On Wagashi

1.12.2024, culture, cover image: wagashi design manual vía Toraya Group, Japan

    Wagashi are traditional Japanese confections made from mochi, fruit, nuts, bean paste and other plant-based ingredients. Their beautiful colors, shapes and designs are inspired by nature and change seasonally. The earliest versions of wagashi were made from ground nuts and sweeteners, like honey and sweet arrowroot. Chinese and Portuguese influence brought different cooking methods to their elaboration and most notably, introduced cane sugar.

“The Portuguese played an essential role in the development of wagashi. During the Age of Discovery, merchants and missionaries from Portugal and other European countries came to Japan to initiate trading and spread the Christian religion. At the same time, they were the first to bring to Japan European confections, such as a type of sponge cake that became known as castella and is still popular in Japan today.”

**Data:**
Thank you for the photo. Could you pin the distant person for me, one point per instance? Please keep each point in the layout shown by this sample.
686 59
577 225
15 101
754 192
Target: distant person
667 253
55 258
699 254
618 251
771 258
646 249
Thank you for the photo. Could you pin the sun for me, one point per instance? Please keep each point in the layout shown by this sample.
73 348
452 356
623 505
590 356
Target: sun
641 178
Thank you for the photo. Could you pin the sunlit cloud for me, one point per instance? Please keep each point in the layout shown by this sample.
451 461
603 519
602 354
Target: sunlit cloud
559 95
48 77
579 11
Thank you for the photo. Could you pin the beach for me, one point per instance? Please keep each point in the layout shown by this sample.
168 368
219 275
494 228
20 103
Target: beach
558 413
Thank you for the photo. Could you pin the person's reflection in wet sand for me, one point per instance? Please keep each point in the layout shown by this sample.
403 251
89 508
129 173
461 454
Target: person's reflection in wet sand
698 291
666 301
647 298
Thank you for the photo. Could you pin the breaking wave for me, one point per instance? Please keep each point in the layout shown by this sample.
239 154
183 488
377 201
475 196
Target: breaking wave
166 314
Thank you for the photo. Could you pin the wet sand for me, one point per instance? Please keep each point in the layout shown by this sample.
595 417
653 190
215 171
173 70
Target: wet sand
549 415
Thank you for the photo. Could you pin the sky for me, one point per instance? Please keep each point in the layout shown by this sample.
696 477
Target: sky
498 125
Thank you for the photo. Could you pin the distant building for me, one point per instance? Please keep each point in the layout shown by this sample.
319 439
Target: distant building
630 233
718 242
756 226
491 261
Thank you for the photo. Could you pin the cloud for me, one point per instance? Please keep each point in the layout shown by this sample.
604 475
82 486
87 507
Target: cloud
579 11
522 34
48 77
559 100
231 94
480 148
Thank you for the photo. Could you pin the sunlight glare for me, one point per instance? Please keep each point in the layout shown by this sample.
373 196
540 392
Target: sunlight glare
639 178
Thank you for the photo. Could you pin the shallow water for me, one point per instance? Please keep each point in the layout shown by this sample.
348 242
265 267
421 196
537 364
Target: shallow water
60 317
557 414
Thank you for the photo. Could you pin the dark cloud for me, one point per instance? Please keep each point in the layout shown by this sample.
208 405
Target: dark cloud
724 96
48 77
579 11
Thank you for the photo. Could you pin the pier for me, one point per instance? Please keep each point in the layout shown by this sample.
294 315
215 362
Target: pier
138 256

**Aim of the exercise:** Copy out the wagashi text above word for word, from its title through its last sentence.

**Task output:**
On Wagashi

1.12.2024, culture, cover image: wagashi design manual vía Toraya Group, Japan

    Wagashi are traditional Japanese confections made from mochi, fruit, nuts, bean paste and other plant-based ingredients. Their beautiful colors, shapes and designs are inspired by nature and change seasonally. The earliest versions of wagashi were made from ground nuts and sweeteners, like honey and sweet arrowroot. Chinese and Portuguese influence brought different cooking methods to their elaboration and most notably, introduced cane sugar.

“The Portuguese played an essential role in the development of wagashi. During the Age of Discovery, merchants and missionaries from Portugal and other European countries came to Japan to initiate trading and spread the Christian religion. At the same time, they were the first to bring to Japan European confections, such as a type of sponge cake that became known as castella and is still popular in Japan today.”